## TEKS YANG DIBERIKAN

>>>

Prabowo Bukan Ajukan Kasasi!

Guna mendapatkan kepastian hukum dan keadilan adalah hak setiap warga negara melakukan upaya hukum sesuai perundang-undangan yang berlaku di NKRI.

Sabtu, 13 Juli 2019 | 01:40 WIB
0
439
Prabowo Bukan Ajukan Kasasi!
Paslon 02 Prabowo Subianto - Sandiaga Uno mengajukan Permohonan PAP ke MA.

Tampaknya ada penafsiran yang keliru terkait diajukannya kembali Permohonan Pelanggaran Administratif Pemilu (PAP) paslon 02 Prabowo Subianto – Sandiaga Uno kepada Mahkamah Agung pada hari-hari ini. Langkah paslon 02 itu bukanlah kasasi!

Yang diajukan paslon 02 adalah Permohonan PAP terstruktur, sistemik, dan massif (TSM). Permohonan PAP pada Pemilu Presiden dan Wakil Presiden Tahun 2019 yang pertama pada MA RI dalam Permohonan No. 1 P/PAP/2019, pada 31 Mei 2019.

Permohonan tersebut telah diputus MA, pada pokoknya dalam amar putusan menyatakan, Permohonan tidak diterima NO (Niet Ontvankelijk Verklaard) karena adanya cacat formil yaitu Legal Standing dari Pemohon terdahulu Djoko Santoso dan Ahmad Hanafi Rais.

Bahwa Putusan MA pada Permohonan No. 1 P/PAP/2019 tersebut bukanlah ditolak seperti yang selama ini beredar dalam pemberitaan, namun Permohonan itu NO atau tidak diterima, karena adanya cacat formil dan atau kekurangan syarat formil secara yuridis.

Yaitu masalah Legal Standing Pemohon, dan setelah Legal Standing Pemohon dilengkapi dan atau diubah dengan Surat Kuasa dari Prinsipal secara langsung capres-cawapres 02 Prabowo-Sandi, maka Permohonan dapat diajukan kembali.

Permohonan PAP yang kedua yang telah diterima dan teregister pada Kepaniteraan MA pada 3 Juli 2019, dalam Permohonan No.2 P/PAP/2019, berdasarkan Surat Kuasa dari Prinsipal yang ditandatangani oleh capres-cawapres 02 Prabowo-Sandi.

<<<

Sebuah blok data:
>>>

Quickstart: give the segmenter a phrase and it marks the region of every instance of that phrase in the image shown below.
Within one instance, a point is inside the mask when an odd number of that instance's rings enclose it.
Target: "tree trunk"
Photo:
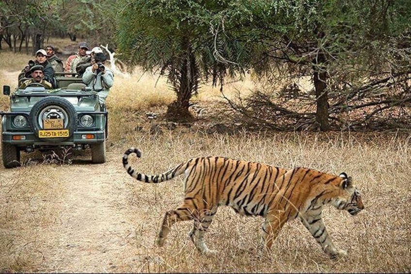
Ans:
[[[320,53],[315,61],[314,87],[316,89],[316,100],[317,110],[316,112],[316,121],[322,131],[330,130],[328,123],[328,93],[327,91],[327,72],[321,66],[325,61],[324,54]]]
[[[181,56],[176,71],[172,74],[174,78],[171,79],[177,95],[176,100],[167,109],[167,117],[171,121],[189,121],[192,119],[189,106],[190,99],[197,92],[198,87],[198,68],[191,46],[185,37],[183,39],[182,47],[186,54]]]
[[[322,39],[325,35],[324,32],[316,30],[317,38]],[[316,112],[316,122],[319,126],[320,130],[330,130],[328,123],[328,93],[327,91],[327,70],[324,64],[326,61],[325,54],[321,48],[316,58],[313,61],[314,87],[316,89],[316,101],[317,109]]]

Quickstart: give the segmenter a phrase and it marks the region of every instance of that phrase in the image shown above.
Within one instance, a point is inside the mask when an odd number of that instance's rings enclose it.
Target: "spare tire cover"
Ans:
[[[63,127],[61,129],[68,129],[68,136],[39,138],[39,130],[44,129],[43,122],[49,119],[62,119]],[[35,138],[39,140],[61,142],[71,137],[77,129],[78,117],[76,109],[67,100],[58,96],[46,97],[34,104],[30,112],[29,120]]]

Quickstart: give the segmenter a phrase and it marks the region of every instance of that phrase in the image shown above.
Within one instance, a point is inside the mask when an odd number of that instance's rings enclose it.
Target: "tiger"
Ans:
[[[342,172],[335,176],[297,167],[286,169],[264,163],[222,157],[192,158],[166,172],[146,175],[135,171],[128,163],[130,154],[142,156],[130,147],[123,156],[127,173],[139,181],[160,183],[185,174],[184,200],[166,212],[156,243],[164,245],[173,225],[193,220],[189,233],[195,247],[204,254],[214,254],[204,240],[205,233],[220,206],[226,206],[242,215],[264,218],[260,247],[269,251],[273,241],[287,222],[299,218],[323,251],[331,258],[347,255],[335,247],[323,222],[325,205],[346,210],[356,215],[364,209],[360,191],[351,177]]]

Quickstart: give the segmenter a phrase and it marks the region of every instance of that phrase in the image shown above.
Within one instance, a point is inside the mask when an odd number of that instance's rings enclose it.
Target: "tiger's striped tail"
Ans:
[[[146,183],[160,183],[172,179],[184,172],[185,168],[181,168],[183,166],[183,164],[181,163],[173,169],[158,175],[146,175],[140,173],[135,171],[128,163],[128,156],[132,153],[135,153],[138,158],[141,157],[141,152],[138,148],[130,147],[126,151],[123,156],[123,166],[130,176],[139,181]]]

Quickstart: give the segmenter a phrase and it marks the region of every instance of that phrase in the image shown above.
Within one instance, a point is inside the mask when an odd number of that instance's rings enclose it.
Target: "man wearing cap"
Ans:
[[[32,83],[37,83],[42,84],[45,88],[49,89],[52,88],[51,83],[44,80],[44,67],[41,64],[33,65],[30,69],[31,79],[26,80],[20,85],[19,89],[23,89]]]
[[[47,52],[47,60],[53,67],[54,71],[63,72],[64,70],[63,61],[56,55],[54,47],[52,46],[47,46],[46,47],[46,51]]]
[[[93,90],[98,93],[98,101],[103,106],[114,83],[113,72],[104,65],[107,58],[102,53],[95,53],[93,64],[86,68],[83,74],[83,82]]]
[[[76,67],[79,63],[89,62],[90,56],[87,54],[89,49],[89,45],[85,42],[79,43],[79,51],[74,55],[70,55],[67,59],[65,64],[65,71],[67,72],[77,72]]]
[[[52,83],[54,81],[53,80],[54,78],[54,69],[53,68],[53,67],[48,63],[48,61],[47,61],[47,53],[46,52],[46,50],[42,48],[36,51],[36,60],[34,62],[33,65],[36,65],[43,66],[45,79]],[[23,71],[24,72],[24,77],[26,78],[30,77],[31,75],[31,68],[32,66],[27,65],[23,69]]]

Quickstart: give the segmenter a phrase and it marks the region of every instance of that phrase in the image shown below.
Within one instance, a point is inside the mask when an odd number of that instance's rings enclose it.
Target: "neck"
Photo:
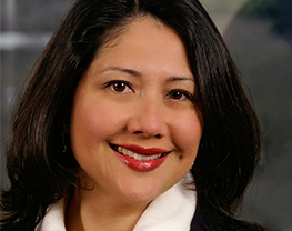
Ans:
[[[131,231],[148,204],[129,204],[94,188],[75,188],[69,201],[68,231]]]

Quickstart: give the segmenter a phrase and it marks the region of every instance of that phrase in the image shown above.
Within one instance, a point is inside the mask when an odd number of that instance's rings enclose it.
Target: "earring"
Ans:
[[[63,130],[61,131],[61,138],[62,138],[62,144],[63,144],[63,153],[67,152],[67,145],[66,145],[66,141],[64,141],[64,128],[66,128],[66,124],[63,124]]]

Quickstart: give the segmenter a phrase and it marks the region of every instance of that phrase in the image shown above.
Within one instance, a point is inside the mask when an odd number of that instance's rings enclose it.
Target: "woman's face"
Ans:
[[[195,94],[172,29],[140,19],[105,44],[77,87],[71,114],[72,151],[94,181],[90,193],[148,203],[183,178],[202,135]]]

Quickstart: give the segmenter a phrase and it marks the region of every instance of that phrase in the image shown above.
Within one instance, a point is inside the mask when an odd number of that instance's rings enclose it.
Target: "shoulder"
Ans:
[[[12,223],[9,225],[0,227],[0,231],[16,231],[16,227],[18,227],[19,222]]]
[[[249,223],[232,218],[223,212],[204,205],[198,209],[193,215],[190,231],[264,231],[255,223]]]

<<<

Salin kata demi kata seluruh bagian artikel tentang permohonan PAP Prabowo-Sandi di atas, mulai dari "Yaitu masalah Legal" terus sampai "dapat diajukan kembali.".

Yaitu masalah Legal Standing Pemohon, dan setelah Legal Standing Pemohon dilengkapi dan atau diubah dengan Surat Kuasa dari Prinsipal secara langsung capres-cawapres 02 Prabowo-Sandi, maka Permohonan dapat diajukan kembali.